▸ **Texte présenté**:
━━━━━━━━━━━━━━━━

Cela se comprendrait si les Banques Centrales avaient changé de stratégie d’objectif. Par exemple, elles pourraient accepter une inflation plus forte pour éviter de détruire des emplois, d’affaiblir la croissance… Mais ce n’est pas le cas. Les dernières déclarations de la Réserve fédérale et de la BCE montrent qu’elles ont toujours l’objectif de ramener l’inflation à 2%. La Réserve fédérale indique maintenant que la politique monétaire des États-Unis devra être restrictive jusqu’à ce que l’inflation soit vaincue. De son côté, la BCE annonce une hausse continue des taux d’intérêt directeurs les menant probablement au-dessus de 4%. Il ne s’agit donc pas d’un changement d’objectifs, il s’agit d’un retard dans la réaction à l’inflation de plus d’un an. Dans le passé, les taux d’intérêt des Banques Centrales étaient augmentés dès que l’inflation sous-jacente dépassait 2% ou même avant. Aujourd’hui, l’inflation sous-jacente a été autorisée à monter à 5,5% (États-Unis) et à 4,5% (zone euro) avant que les banques centrales réagissent.

━━━━━━━━━━━━━━━━

▸ **Jeu de données**:
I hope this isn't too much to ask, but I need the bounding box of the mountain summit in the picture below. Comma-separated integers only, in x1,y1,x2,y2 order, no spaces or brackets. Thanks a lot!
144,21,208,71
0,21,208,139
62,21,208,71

━━━━━━━━━━━━━━━━

▸ **Exercices à réaliser**:
a) Répondez aux questions suivantes sur le texte consacré à l'inflation et aux banques centrales.
(i) À quel taux la Réserve fédérale et la BCE veulent-elles ramener l'inflation ?
(ii) Au-dessus de quel niveau la hausse annoncée par la BCE mènerait-elle probablement ses taux d'intérêt directeurs ?
(iii) Jusqu'à quel niveau l'inflation sous-jacente a-t-elle été autorisée à monter dans la zone euro avant que les banques centrales réagissent ?
b) Reprenez le texte consacré à l'inflation et aux banques centrales pour le prolonger au-delà de sa dernière phrase.

▸ **Résultats par exercice**:
a)
(i) 2 %.
(ii) 4 %.
(iii) 4,5 %.

b)
La décision d’attendre

Nous pensons que ce retard dans la réaction des Banques Centrales est une erreur de politique économique. Il a permis à l’inflation sous-jacente, à l’inflation anticipée et aux hausses de salaires de devenir fortes avant qu’il y ait une réaction de la politique monétaire.

L’inflation sous-jacente sera donc plus difficile à combattre en raison de ce retard, les taux d’intérêt des Banques Centrales devront être accrus davantage.

La situation pourrait encore s’aggraver

Aujourd’hui, les Banques Centrales pensent qu’il suffira d’une hausse modérée des taux d’intérêt pour vaincre l’inflation. Mais il faut réaliser qu’avec une inflation sous-jacente de 6% aux États-Unis et de 6,9% dans la zone euro, le niveau de taux d’intérêt qui contracte l’économie et fait baisser l’inflation est très élevé. S’il faut passer à des taux d’intérêt réels positifs pour obtenir une décélération de l’inflation, la hausse nécessaire des taux d’intérêt est encore forte, surtout dans la zone euro. La situation sera différente et bien plus favorable si, comme dans le passé, les taux d’intérêt avaient été augmentés avant que l’inflation ne dépasse 2%.

Les Banques Centrales (la Réserve Fédérale et la BCE) ont donc commis une grave erreur de politique économique en ne réagissant pas. Le coût de cette erreur sera la nécessité de taux d’intérêt plus élevé, plus durablement que dans le passé, donc un affaiblissement plus marqué de la croissance.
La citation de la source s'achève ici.